Assigned task 1 ▸ In the text on adding data to a KBase Narrative, what does the Data Panel show?
Assigned task 2 ▸ Name every tab of the Data Browser that the text on adding data to a KBase Narrative mentions.
Assigned task 3 ▸ Write what comes next in the text on adding data to a KBase Narrative, picking up after its final sentence.

Given text ▸
-.-.-

Comment on page
Add Data to Your Narrative
Now that you are familiar with ways to find and explore data in KBase, you can select or upload data to analyze. The Data Panel in a Narrative shows the data objects that are currently available in that particular Narrative.
From the Data Panel, you can access the data slide-out, which allows you to search for data of interest and add it to your Narrative. In the Data Panel, click the "Add Data" button, the “+” button, or the arrow at the upper right of the panel to access the Data Browser slide-out.
Data Privacy Any data that you upload to KBase is kept private unless you explicitly choose to share it. You can share any of your Narratives (including their associated data) with one or more specific users, or make it publicly available to all KBase users. Please see the Sharing page for more information about how to do that. The Terms and Conditions page describes the KBase data policy.
The first four tabs of the Data Browser (My Data, Shared With Me, Public, and Example) let you search data that is already in KBase. The Import tab lets you import data from your computer to your Narrative so that you can analyze it in KBase.

-.-.-

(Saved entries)
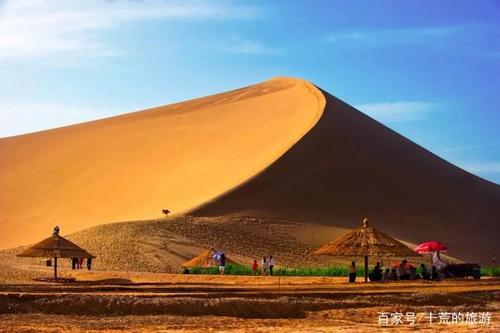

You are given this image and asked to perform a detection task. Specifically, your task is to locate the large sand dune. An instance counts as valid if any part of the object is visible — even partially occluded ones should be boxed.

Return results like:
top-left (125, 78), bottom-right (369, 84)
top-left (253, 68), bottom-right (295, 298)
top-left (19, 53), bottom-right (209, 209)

top-left (0, 78), bottom-right (500, 262)
top-left (0, 79), bottom-right (325, 248)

-.-.-

Task answer 1 ▸ It shows the data objects that are currently available in that particular Narrative.

Task answer 2 ▸ My Data, Shared With Me, Public, Example, Import

Task answer 3 ▸
- The My Data tab shows data objects that you have added to your project. You may need to refresh this tab to see your most recently added data.
- The Shared With Me and Public tabs display datasets that others have loaded and made accessible to you (or to everyone). Data within each group is searchable and can be filtered. Since there are a large number of public datasets, you may wish to filter them by data type (using the pulldown selector on the left) or narrow the list by searching (in the “Search data” text box) for specific text in the data objects’ names.
- The Example tab shows datasets that have been pre-loaded for use with particular apps. These can be handy for trying out the Narrative Interface.
- The Import tab allows you to upload your own datasets for analysis.
If you hover your cursor over any data object under the first four tabs, options will appear allowing you to add that object to the Narrative or find out more about it.
In the previous section, we described the process of adding a genome to your Narrative from the public data in KBase. Now let’s check out the different data types available under the Example tab. The icon to the left of each data object represents its data type.
As described in the previous section, the blue "< Add" button next to these icons lets you add the data object to your Narrative. You can add more more data to your Narrative from the My Data, Shared with Me, Public, and Example tabs to try out with various KBase Apps.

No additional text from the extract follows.